■ **Extrait du texte**

↓↓↓

Les travaux poursuivis en histoire et en linguistique dans la suite de Cheik Anta Diop et Théophile Obenga ont un intérêt incontestable ayant contribué à apporter les preuves supplémentaires de l’antériorité de la civilisation noire et à fonder définitivement les thèses du professeur Diop. Mais il est évident que les voies historique et linguistique ne suffisent pas puisque, tout le monde le sait et le dit, l’intrusion de l’homme blanc dans la vie de l’homme noir a aussi opéré des traumatismes psychologiques et des distorsions dans la personnalité des Kamites.
C’est pourquoi, le temps est venu, selon nous, d’entreprendre des investigations psychologiques susceptibles d’étendre notre libération au plan de l’esclavage mental.
Le programme de la Renaissance noire ne doit pas, s’il veut se donner toutes les chances de réussite, faire l’économie de la lutte pour la désaliénation psychologique qui fournirait aux Kamites les moyens idoines de se réapproprier leur histoire et leur place dans la Communauté humaine.
La reconquête par l’homme noir de sa liberté authentique postule qu’il retrouve au moyen de la psychart-thérapie, (technique originale qui combine les apports de la psychanalyse et de l’art-thérapie) la pleine autonomie de sa volonté aliénée à la volonté de l’homme blanc.
Il faut absolument que nous sortions de cette pathologie du larbin qui sait mais qui se comporte comme s’il ne savait pas.
Les contes et légendes africains rapportent que dans les temps anciens on rencontrait des hommes blancs (comme des revenants) à cheveux broussailleux et longs et qu’il arrivait que ces êtres errants capturent les enfants d’Homme qui s’éloignent du village et les amènent dans leur pays sis au fin fond de la forêt. Je me suis souvent demandé: que deviennent ces enfants noirs enlevés ?
L’«eau du cœur me monte aux yeux» lorsque je pense au sort dont fut l’objet Angelo Soliman ce Noir condamné à être empaillé et exposé dans un «musée d’Histoire Naturelle» en compagnie d’autres curiosités exotiques «pour dette impayée».
Cet homme était un franc-maçon qui avait occupé le poste de grand-Maitre dans une Loge allemande la «Vraie harmonie» qui réunissait l’élite aristocratique viennoise. A la demande de la fille de cet homme ami de Mozart et de Haydn de racheter la dette de son père afin de lui offrir un enterrement digne et la paix dans l’Autre monde une fin de non-recevoir fut opposée.
Un incendie qui opportunément ravagea le musée sauva de l’ignominie le grand homme empaillé et exposé aux quolibets des visiteurs.
L’eau du cœur me monte aux yeux et je ne puis m’empêcher de faire le lien avec la «Vénus hottentote» : Saartjie Baartman.
Le Noir déporté au pays des hommes blancs a le «vécu» étrange d’être ramené malgré lui aux périodes barbares de l’histoire de l’humanité où l’étranger était considéré comme l’ennemi à exclure malgré son désir d’assimilation.
Des profondeurs de mon être émerge à mon insu une pensée pour mes frères Anton Wilhelm Amo, Paul Panda Farnana, et Ota Benga et je me surprends à poser la question qui meurt sur les lèvres de tout Noir catapulté en Occident : y-a t-il une place «chez les Blancs» pour le négro-africain candidat à l’intégration ?

↑↑↑

■ **Entrées enregistrées du jeu de données**
↓↓↓

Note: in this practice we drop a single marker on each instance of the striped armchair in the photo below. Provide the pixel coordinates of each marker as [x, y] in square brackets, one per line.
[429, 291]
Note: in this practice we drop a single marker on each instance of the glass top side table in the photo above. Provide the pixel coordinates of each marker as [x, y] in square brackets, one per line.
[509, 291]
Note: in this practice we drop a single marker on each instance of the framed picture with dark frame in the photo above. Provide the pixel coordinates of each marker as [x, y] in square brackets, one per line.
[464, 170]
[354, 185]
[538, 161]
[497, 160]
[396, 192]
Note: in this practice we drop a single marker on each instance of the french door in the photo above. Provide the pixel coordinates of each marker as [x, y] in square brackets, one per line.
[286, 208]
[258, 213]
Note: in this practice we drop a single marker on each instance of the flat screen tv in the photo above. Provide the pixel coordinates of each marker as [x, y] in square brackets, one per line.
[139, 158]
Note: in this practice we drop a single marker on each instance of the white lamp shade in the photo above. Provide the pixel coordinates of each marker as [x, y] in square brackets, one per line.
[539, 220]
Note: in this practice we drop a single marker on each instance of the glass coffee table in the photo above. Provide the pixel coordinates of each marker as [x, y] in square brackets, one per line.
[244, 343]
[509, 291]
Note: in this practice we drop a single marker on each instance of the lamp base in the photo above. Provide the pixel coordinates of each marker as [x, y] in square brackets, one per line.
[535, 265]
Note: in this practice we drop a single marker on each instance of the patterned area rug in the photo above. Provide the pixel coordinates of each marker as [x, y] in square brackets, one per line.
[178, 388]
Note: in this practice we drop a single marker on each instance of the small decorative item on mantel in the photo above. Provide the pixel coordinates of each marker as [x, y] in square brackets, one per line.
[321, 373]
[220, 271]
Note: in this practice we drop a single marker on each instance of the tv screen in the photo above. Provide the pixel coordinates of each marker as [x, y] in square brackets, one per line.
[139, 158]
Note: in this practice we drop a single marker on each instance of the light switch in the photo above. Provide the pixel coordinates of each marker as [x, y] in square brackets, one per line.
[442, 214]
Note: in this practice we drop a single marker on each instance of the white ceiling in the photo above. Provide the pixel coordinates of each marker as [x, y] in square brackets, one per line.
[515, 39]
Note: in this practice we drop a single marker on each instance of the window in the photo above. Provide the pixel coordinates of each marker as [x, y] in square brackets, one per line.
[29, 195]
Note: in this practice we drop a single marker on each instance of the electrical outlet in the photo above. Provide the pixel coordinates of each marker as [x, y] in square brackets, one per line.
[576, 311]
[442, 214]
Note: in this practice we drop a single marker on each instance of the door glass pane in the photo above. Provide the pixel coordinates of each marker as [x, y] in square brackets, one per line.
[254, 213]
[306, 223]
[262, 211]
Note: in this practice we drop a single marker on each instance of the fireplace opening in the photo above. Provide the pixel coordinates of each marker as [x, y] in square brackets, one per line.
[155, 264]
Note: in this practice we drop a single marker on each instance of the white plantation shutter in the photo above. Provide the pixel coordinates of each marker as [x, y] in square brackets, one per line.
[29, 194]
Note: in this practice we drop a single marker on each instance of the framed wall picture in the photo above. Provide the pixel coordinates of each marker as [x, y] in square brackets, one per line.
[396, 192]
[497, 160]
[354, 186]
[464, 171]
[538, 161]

↑↑↑

■ **Travail à faire**
a) Recopiez fidèlement le passage du texte sur la Renaissance noire qui commence par « Cet homme était » et se poursuit jusqu'à « quolibets des visiteurs. ».
b) Donnez la suite du texte sur la Renaissance noire, en partant de l'endroit où il s'arrête.
La liste constitue un matériau à part, indépendant du texte sur la Renaissance noire.

■ **Résultats finaux**
a)
Cet homme était un franc-maçon qui avait occupé le poste de grand-Maitre dans une Loge allemande la «Vraie harmonie» qui réunissait l’élite aristocratique viennoise. A la demande de la fille de cet homme ami de Mozart et de Haydn de racheter la dette de son père afin de lui offrir un enterrement digne et la paix dans l’Autre monde une fin de non-recevoir fut opposée.
Un incendie qui opportunément ravagea le musée sauva de l’ignominie le grand homme empaillé et exposé aux quolibets des visiteurs.

b)
La haine dont le ressort est la fureur envieuse a le pouvoir de bloquer la faculté de symbolisation et d’enfermer l’être haineux dans le système prégénital où il végète sous la fascination de l’objet anal dont le substitut social est l’or. C’est ainsi que la passion pour l’or va paralyser la faculté de l’homme à symboliser. Pour débloquer l’enlisement de la marche du genre humain vers son lieu d’accomplissement il faut déceler l’objet anal sous l’or son substitut et le soumettre sous la forme de son équivalent symbolique (les matières picturales) à l’activité créatrice de formes préverbales éléments constituants du Langage. Tel est le mode d’entrée de l’homme haineux dans le champ symbolique humanogène. La psychart-thérapie offre une voie de sortie à la société libéro-capitaliste sous-tendue par la passion de l’or.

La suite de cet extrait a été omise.